** BEGIN **

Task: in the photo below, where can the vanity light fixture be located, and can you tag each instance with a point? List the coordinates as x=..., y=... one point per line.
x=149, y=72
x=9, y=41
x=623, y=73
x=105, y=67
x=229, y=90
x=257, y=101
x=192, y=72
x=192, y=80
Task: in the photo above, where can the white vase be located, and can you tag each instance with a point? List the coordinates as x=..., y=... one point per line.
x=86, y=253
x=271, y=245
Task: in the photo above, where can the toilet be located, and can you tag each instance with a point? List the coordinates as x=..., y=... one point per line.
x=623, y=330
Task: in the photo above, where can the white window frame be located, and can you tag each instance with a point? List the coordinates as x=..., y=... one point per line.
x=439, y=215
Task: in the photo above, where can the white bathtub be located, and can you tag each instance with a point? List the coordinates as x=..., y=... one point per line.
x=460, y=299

** END **

▸ **Your objective**:
Render all the entries above as a Markdown table with two columns, Row and Line: number each line in order and leave out blank lines.

▸ **Written solution**:
| Row | Line |
|---|---|
| 1 | Task: in the photo below, where can the vanity light fixture be located, and can you tag each instance with a point? List the coordinates as x=..., y=... one point per line. |
| 2 | x=149, y=72 |
| 3 | x=9, y=41 |
| 4 | x=623, y=73 |
| 5 | x=105, y=67 |
| 6 | x=229, y=90 |
| 7 | x=257, y=101 |
| 8 | x=192, y=72 |
| 9 | x=192, y=80 |
| 10 | Task: in the photo above, where can the white vase be located, and can you tag each instance with a point? List the coordinates as x=..., y=... one point per line. |
| 11 | x=86, y=253 |
| 12 | x=271, y=245 |
| 13 | Task: in the photo above, where can the toilet be located, and can you tag each instance with a point? List the coordinates as x=..., y=... one point per line. |
| 14 | x=623, y=330 |
| 15 | Task: in the photo above, where can the white window frame be located, and can you tag each instance with a point? List the coordinates as x=..., y=... one point per line. |
| 16 | x=439, y=215 |
| 17 | Task: in the photo above, where can the white bathtub be located, and can you tag each instance with a point? List the coordinates as x=..., y=... one point per line. |
| 18 | x=460, y=299 |